§ **The exercise**
Retype each of the items below word for word, keeping every line in the same order.

§ **Working data**
=-=-=-=-=

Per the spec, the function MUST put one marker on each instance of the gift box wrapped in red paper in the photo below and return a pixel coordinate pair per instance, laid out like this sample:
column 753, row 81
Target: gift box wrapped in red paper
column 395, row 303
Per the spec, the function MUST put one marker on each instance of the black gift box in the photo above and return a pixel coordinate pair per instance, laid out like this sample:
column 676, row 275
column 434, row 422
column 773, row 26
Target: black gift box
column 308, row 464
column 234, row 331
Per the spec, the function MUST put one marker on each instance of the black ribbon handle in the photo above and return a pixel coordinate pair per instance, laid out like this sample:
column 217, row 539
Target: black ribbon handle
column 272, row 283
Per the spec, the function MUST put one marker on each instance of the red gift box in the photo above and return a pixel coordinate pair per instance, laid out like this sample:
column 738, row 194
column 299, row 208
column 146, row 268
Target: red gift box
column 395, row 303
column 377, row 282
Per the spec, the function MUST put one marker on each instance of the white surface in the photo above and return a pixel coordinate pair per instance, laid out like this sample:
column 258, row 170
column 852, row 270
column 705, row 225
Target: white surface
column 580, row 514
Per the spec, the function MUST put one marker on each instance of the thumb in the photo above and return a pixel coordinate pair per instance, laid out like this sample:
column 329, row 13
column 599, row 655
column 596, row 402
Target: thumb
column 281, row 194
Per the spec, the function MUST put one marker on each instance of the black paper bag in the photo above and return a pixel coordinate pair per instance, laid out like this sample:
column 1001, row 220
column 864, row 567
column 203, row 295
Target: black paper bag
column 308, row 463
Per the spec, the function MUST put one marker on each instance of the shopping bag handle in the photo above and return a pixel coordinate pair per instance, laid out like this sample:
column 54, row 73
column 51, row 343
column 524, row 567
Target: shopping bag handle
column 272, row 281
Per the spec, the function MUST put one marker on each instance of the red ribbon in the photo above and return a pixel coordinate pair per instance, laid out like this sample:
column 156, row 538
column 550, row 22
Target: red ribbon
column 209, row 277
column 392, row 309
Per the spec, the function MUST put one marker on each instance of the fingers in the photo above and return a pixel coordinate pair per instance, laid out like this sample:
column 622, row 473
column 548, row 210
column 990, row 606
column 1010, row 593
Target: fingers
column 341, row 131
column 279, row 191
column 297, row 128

=-=-=-=-=

§ **Exercise solution**
Per the spec, the function MUST put one marker on each instance of the gift box wrapped in red paper in the photo below and return a pixel coordinate pair per instance, laid out like this sample:
column 753, row 81
Target: gift box wrapped in red paper
column 395, row 303
Per the spec, the function MUST put one marker on each instance of the black gift box in the photo above and return a pixel coordinate pair per instance, laid out like this sample:
column 676, row 275
column 434, row 422
column 773, row 26
Target: black gift box
column 308, row 464
column 234, row 331
Per the spec, the function MUST put one marker on each instance of the black ribbon handle in the photo above and return a pixel coordinate pair per instance, laid out like this sample:
column 217, row 539
Target: black ribbon handle
column 272, row 283
Per the spec, the function MUST put one marker on each instance of the red gift box in the photo above and return a pixel coordinate pair per instance, laid out like this sample:
column 738, row 194
column 299, row 208
column 146, row 268
Target: red gift box
column 395, row 303
column 377, row 282
Per the spec, the function MUST put one marker on each instance of the white surface in the photo above and return a pixel coordinate pair per instance, laid out like this sample:
column 258, row 170
column 852, row 270
column 705, row 225
Target: white surface
column 580, row 514
Per the spec, the function MUST put one marker on each instance of the thumb in the photo above and return a pixel coordinate pair per instance, laid out like this sample:
column 329, row 13
column 599, row 655
column 596, row 402
Target: thumb
column 281, row 194
Per the spec, the function MUST put one marker on each instance of the black paper bag in the photo above and return a pixel coordinate pair per instance, laid out like this sample:
column 1001, row 220
column 864, row 567
column 203, row 295
Target: black paper bag
column 308, row 463
Per the spec, the function MUST put one marker on each instance of the shopping bag handle in the photo above and return a pixel coordinate pair per instance, laid out like this sample:
column 54, row 73
column 51, row 343
column 524, row 567
Target: shopping bag handle
column 272, row 281
Per the spec, the function MUST put one marker on each instance of the red ribbon in the photo above and return a pixel coordinate pair per instance, laid out like this sample:
column 156, row 538
column 550, row 22
Target: red ribbon
column 209, row 277
column 392, row 309
Per the spec, the function MUST put one marker on each instance of the fingers in the photo above and return a pixel coordinate pair per instance, laid out like this sample:
column 622, row 473
column 548, row 210
column 990, row 606
column 1010, row 593
Target: fingers
column 341, row 131
column 279, row 191
column 297, row 128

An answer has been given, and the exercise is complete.